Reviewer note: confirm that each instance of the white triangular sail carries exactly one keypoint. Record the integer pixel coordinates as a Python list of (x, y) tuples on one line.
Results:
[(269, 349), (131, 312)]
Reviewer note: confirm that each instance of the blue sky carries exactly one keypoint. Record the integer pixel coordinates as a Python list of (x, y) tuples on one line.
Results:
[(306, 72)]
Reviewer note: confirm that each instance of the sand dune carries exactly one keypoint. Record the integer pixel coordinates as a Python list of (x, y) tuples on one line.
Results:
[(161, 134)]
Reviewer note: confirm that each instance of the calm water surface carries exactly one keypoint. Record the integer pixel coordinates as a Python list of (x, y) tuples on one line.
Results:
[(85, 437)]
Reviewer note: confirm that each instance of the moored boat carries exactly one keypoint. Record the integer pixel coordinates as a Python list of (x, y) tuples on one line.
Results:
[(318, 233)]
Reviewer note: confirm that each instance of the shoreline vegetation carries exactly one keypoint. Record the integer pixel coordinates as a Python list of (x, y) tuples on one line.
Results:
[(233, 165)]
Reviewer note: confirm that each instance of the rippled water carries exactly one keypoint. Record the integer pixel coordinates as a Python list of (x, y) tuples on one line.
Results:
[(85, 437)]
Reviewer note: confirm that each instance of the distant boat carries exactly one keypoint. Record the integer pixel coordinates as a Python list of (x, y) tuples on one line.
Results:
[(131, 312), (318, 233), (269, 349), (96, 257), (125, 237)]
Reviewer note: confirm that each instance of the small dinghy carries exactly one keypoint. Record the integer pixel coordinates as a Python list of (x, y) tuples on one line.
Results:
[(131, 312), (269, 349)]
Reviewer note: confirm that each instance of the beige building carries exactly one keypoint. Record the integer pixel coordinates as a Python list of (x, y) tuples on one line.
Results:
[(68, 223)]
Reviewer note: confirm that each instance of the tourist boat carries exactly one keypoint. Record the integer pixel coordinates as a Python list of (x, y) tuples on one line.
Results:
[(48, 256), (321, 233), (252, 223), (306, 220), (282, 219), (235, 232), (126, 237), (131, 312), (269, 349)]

____________________

• Your assignment
Taking the records as a whole, report how many of their lines include the word "water". Nothing but the number is wanted.

• Solution to this problem
2